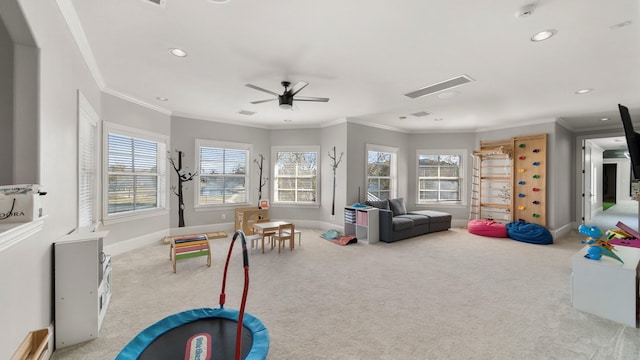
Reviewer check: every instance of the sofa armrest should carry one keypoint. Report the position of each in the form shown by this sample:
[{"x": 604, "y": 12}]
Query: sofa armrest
[{"x": 385, "y": 220}]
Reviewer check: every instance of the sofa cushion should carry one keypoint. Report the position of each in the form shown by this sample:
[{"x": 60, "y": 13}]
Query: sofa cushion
[
  {"x": 400, "y": 223},
  {"x": 382, "y": 204},
  {"x": 417, "y": 219},
  {"x": 435, "y": 216},
  {"x": 397, "y": 206}
]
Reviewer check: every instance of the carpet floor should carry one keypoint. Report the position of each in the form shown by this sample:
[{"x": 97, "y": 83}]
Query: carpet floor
[{"x": 446, "y": 295}]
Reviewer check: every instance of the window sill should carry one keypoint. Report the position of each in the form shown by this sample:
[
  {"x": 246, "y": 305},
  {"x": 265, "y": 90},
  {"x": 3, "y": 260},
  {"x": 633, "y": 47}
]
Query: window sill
[
  {"x": 440, "y": 204},
  {"x": 13, "y": 233},
  {"x": 222, "y": 207},
  {"x": 134, "y": 216},
  {"x": 295, "y": 205}
]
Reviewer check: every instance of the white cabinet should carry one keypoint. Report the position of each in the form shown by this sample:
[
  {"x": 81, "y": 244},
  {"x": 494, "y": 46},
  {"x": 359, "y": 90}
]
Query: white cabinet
[
  {"x": 363, "y": 223},
  {"x": 606, "y": 287},
  {"x": 82, "y": 280}
]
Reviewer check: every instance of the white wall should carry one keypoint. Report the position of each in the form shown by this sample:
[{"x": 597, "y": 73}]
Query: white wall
[
  {"x": 6, "y": 105},
  {"x": 47, "y": 80}
]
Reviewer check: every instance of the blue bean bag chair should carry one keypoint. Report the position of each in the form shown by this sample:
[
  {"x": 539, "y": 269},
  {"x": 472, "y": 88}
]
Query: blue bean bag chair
[{"x": 528, "y": 232}]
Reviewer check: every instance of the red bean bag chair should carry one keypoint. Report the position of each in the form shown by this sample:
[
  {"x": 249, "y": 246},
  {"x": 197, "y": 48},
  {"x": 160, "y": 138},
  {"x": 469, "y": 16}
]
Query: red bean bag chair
[{"x": 487, "y": 228}]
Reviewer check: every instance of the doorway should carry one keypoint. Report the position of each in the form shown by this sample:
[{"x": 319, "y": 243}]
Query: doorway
[
  {"x": 609, "y": 181},
  {"x": 605, "y": 177}
]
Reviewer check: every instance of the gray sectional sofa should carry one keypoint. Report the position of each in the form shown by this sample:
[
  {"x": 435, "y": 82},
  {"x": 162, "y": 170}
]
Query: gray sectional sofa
[{"x": 397, "y": 224}]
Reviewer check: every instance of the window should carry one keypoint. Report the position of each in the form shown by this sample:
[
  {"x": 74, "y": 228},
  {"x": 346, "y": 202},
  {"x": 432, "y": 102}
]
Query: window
[
  {"x": 87, "y": 170},
  {"x": 295, "y": 173},
  {"x": 440, "y": 175},
  {"x": 381, "y": 172},
  {"x": 135, "y": 170},
  {"x": 223, "y": 173}
]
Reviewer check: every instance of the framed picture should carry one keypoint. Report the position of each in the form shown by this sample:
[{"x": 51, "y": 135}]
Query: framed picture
[{"x": 264, "y": 204}]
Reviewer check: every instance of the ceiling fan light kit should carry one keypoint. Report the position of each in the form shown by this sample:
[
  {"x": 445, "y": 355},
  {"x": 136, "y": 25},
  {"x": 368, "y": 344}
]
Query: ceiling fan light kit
[{"x": 285, "y": 100}]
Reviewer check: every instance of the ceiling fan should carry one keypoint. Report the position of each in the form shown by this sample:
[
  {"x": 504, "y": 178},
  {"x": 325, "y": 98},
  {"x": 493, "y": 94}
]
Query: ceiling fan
[{"x": 285, "y": 100}]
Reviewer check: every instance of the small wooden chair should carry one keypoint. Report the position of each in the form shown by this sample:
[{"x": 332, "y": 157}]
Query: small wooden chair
[
  {"x": 267, "y": 233},
  {"x": 285, "y": 232}
]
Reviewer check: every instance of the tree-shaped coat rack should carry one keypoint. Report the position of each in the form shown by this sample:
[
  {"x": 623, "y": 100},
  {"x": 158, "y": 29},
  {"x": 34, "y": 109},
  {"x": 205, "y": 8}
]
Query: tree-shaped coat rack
[
  {"x": 262, "y": 179},
  {"x": 334, "y": 166},
  {"x": 183, "y": 177}
]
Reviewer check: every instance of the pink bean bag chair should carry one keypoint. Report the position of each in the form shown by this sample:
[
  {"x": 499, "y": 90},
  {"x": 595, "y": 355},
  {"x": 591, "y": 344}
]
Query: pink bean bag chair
[{"x": 487, "y": 228}]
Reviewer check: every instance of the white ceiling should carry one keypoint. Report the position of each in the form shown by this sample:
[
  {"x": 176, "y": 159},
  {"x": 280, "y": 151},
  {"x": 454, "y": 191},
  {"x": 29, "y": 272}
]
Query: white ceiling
[{"x": 365, "y": 55}]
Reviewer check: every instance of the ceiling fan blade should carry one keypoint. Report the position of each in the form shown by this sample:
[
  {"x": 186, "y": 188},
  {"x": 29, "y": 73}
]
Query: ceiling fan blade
[
  {"x": 261, "y": 101},
  {"x": 307, "y": 98},
  {"x": 261, "y": 89},
  {"x": 298, "y": 86}
]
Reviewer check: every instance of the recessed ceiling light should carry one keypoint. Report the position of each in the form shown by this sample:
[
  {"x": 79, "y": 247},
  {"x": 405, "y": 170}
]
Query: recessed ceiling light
[
  {"x": 178, "y": 52},
  {"x": 619, "y": 25},
  {"x": 543, "y": 35}
]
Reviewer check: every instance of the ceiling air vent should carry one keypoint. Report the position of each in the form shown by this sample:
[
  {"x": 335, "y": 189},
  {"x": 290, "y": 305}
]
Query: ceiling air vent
[
  {"x": 162, "y": 3},
  {"x": 437, "y": 87},
  {"x": 420, "y": 114}
]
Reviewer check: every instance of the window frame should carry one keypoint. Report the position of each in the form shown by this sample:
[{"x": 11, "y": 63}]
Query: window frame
[
  {"x": 301, "y": 149},
  {"x": 462, "y": 153},
  {"x": 222, "y": 145},
  {"x": 88, "y": 166},
  {"x": 162, "y": 164},
  {"x": 393, "y": 166}
]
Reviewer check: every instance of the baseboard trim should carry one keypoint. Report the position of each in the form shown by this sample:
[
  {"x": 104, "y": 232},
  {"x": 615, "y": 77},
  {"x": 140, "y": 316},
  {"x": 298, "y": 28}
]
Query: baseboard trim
[
  {"x": 122, "y": 247},
  {"x": 563, "y": 230}
]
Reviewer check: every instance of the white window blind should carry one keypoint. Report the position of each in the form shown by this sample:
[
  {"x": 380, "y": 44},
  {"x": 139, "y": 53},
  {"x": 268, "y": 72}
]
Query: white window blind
[
  {"x": 440, "y": 175},
  {"x": 296, "y": 175},
  {"x": 223, "y": 173},
  {"x": 87, "y": 169},
  {"x": 136, "y": 171},
  {"x": 381, "y": 172}
]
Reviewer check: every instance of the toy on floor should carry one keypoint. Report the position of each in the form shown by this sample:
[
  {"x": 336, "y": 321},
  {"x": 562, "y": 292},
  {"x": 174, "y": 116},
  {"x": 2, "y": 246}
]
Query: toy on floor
[{"x": 597, "y": 246}]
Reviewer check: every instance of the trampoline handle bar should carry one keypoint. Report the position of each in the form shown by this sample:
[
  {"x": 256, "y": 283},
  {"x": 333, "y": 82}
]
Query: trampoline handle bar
[{"x": 245, "y": 261}]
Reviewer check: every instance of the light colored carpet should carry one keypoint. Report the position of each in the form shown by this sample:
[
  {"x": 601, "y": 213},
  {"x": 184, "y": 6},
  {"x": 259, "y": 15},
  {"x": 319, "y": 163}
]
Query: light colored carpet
[{"x": 447, "y": 295}]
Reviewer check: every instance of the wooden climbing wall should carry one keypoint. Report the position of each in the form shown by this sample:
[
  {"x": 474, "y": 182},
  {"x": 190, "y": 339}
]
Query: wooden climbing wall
[{"x": 530, "y": 179}]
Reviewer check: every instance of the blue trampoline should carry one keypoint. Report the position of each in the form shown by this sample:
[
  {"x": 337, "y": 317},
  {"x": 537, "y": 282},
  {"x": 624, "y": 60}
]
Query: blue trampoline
[{"x": 205, "y": 333}]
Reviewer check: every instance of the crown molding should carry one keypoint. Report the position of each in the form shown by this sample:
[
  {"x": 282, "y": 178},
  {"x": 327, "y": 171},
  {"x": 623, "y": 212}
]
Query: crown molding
[{"x": 136, "y": 101}]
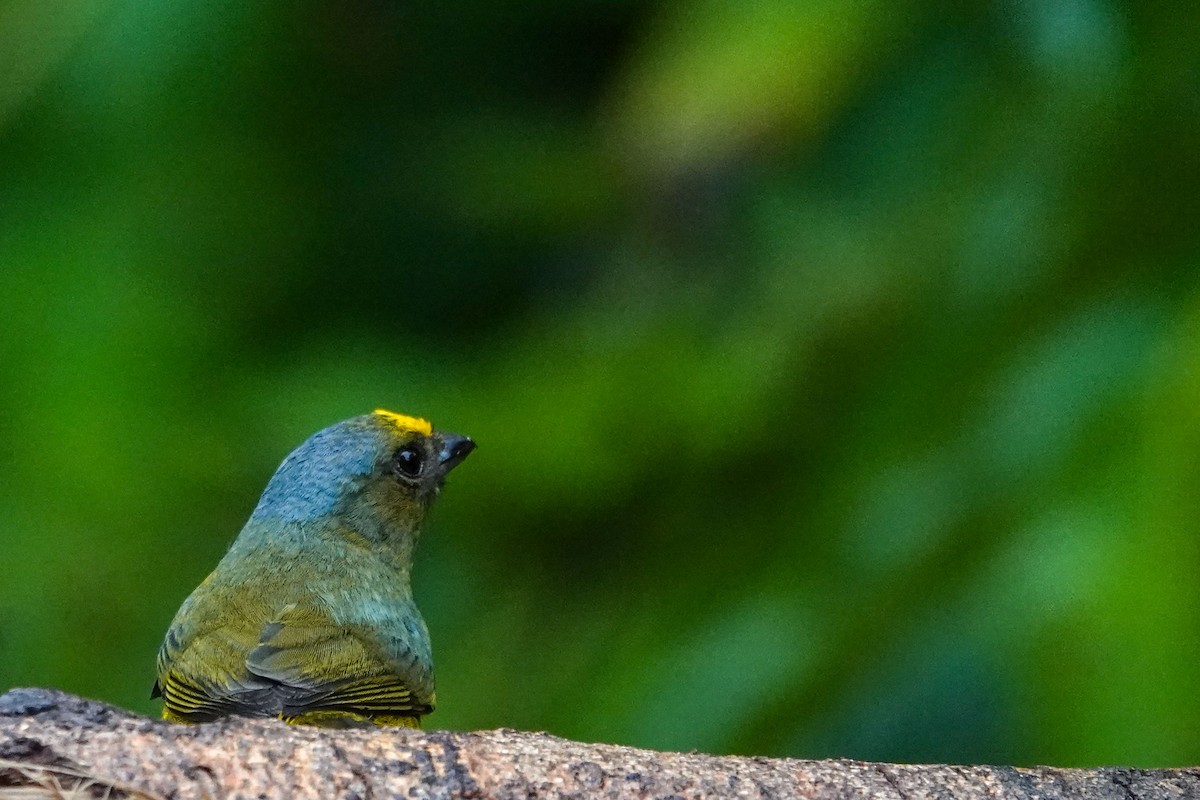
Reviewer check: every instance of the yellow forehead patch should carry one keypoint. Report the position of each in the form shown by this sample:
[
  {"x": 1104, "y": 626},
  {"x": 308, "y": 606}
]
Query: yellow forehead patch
[{"x": 406, "y": 423}]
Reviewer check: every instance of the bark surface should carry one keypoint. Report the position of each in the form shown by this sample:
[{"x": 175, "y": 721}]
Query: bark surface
[{"x": 57, "y": 745}]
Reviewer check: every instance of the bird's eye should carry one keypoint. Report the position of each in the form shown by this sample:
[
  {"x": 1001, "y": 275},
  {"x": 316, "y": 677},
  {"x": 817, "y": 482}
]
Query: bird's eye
[{"x": 407, "y": 462}]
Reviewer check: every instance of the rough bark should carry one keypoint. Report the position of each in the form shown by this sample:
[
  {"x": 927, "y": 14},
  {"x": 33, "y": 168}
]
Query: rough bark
[{"x": 58, "y": 745}]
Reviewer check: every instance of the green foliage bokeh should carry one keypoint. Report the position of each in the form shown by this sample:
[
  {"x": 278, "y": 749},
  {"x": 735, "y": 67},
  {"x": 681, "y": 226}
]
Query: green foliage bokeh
[{"x": 834, "y": 365}]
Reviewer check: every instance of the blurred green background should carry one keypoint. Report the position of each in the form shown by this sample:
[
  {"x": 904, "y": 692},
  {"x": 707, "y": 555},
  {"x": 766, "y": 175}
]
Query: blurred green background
[{"x": 834, "y": 365}]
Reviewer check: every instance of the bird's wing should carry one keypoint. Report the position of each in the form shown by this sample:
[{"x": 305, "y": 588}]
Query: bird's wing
[
  {"x": 318, "y": 666},
  {"x": 199, "y": 678}
]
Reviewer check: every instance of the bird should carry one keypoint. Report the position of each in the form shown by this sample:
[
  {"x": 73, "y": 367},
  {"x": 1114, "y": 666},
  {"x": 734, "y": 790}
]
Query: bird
[{"x": 310, "y": 615}]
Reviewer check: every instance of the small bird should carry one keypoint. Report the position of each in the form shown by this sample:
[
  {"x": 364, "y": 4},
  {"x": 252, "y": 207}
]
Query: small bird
[{"x": 310, "y": 615}]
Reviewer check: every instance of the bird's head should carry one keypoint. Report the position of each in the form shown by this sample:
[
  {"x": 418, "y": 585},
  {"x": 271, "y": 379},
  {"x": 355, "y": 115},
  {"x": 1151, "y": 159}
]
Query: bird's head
[{"x": 377, "y": 473}]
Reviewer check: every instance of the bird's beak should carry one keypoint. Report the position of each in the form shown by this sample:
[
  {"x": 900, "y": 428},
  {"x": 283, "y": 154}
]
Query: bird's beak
[{"x": 454, "y": 449}]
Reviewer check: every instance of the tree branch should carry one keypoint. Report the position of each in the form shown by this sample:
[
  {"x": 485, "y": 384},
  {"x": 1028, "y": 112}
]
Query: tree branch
[{"x": 57, "y": 745}]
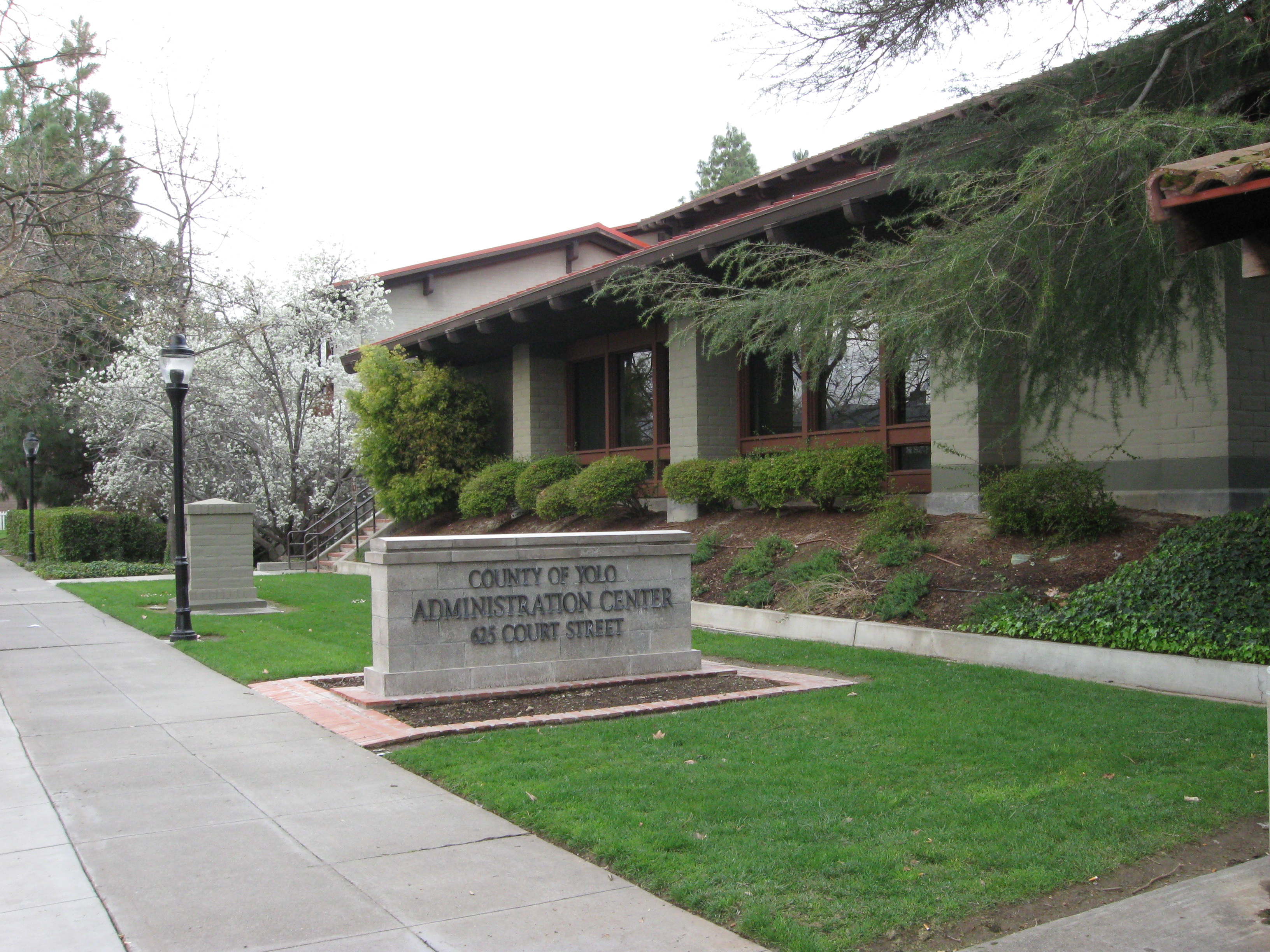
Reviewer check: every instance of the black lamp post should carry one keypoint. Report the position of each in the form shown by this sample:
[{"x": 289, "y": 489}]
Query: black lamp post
[
  {"x": 31, "y": 447},
  {"x": 176, "y": 369}
]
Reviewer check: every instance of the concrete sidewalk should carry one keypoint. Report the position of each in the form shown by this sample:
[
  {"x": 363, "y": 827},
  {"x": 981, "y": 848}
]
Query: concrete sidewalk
[{"x": 145, "y": 796}]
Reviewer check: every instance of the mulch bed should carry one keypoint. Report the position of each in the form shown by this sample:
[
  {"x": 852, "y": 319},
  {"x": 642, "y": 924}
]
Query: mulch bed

#### STATED GOAL
Quote exactly what appears from the line containing "Reviewer check: every instance of the concrete" through the final line of the listing above, including both of those lines.

#### TASK RESULT
Reviewer check: every instance of the concrete sidewalk should carry one keypoint. Report the position of each in the form shown by this sample:
[
  {"x": 363, "y": 827},
  {"x": 981, "y": 848}
]
Query: concrete sidewalk
[{"x": 145, "y": 796}]
Reviewer check: every instance of the mulch bed should carry one keypoint. Report the position of each in the form shown by this sample:
[
  {"x": 852, "y": 319},
  {"x": 642, "y": 924}
]
Query: mulch bed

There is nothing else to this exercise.